*What needs to be done*
Transcribe verbatim the lines of the records below, starting at the first line and ending at the line that contains "[[154, 84, 245, 174]]", with both of those lines included.

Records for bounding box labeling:
--- Start ---
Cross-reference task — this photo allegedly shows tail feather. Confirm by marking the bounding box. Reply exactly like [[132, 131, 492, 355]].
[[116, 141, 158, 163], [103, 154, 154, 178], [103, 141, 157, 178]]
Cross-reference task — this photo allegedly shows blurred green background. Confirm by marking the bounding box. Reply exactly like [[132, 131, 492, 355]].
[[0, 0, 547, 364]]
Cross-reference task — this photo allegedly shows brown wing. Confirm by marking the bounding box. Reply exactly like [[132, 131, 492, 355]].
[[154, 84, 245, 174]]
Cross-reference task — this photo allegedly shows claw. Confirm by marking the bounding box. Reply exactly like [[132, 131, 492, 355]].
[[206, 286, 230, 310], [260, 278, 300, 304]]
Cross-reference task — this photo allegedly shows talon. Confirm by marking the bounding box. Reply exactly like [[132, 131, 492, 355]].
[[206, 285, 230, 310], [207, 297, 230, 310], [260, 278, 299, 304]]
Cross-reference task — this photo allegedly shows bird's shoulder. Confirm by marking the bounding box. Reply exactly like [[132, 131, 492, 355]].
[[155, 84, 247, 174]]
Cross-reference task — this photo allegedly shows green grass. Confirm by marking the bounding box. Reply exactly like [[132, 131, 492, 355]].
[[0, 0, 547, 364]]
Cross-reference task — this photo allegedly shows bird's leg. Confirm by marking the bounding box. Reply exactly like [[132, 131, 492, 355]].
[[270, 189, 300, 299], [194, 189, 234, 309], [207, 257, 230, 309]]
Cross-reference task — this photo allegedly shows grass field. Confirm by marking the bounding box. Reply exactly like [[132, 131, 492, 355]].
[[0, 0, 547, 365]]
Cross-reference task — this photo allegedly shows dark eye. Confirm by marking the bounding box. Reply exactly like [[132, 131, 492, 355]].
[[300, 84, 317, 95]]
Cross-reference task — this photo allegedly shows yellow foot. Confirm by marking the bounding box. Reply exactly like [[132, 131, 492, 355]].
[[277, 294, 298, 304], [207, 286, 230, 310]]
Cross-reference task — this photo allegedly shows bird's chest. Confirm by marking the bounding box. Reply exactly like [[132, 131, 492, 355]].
--- End ---
*Result of the task*
Cross-reference task — this photo allegedly shows tail feather. Confirm by marking the bounding box. Reply exactly like [[132, 131, 492, 355]].
[[116, 141, 158, 163], [103, 154, 154, 178], [103, 141, 157, 178]]
Cross-reference task — this photo allegedly shows blurred green background. Confirm by marking the bounding box. Reply exactly like [[132, 131, 492, 355]].
[[0, 0, 547, 364]]
Cross-reference task — this photo allegedly shows brown wing. Confirm by marking the bounding box. Reply exactly like [[132, 131, 492, 355]].
[[154, 84, 245, 174]]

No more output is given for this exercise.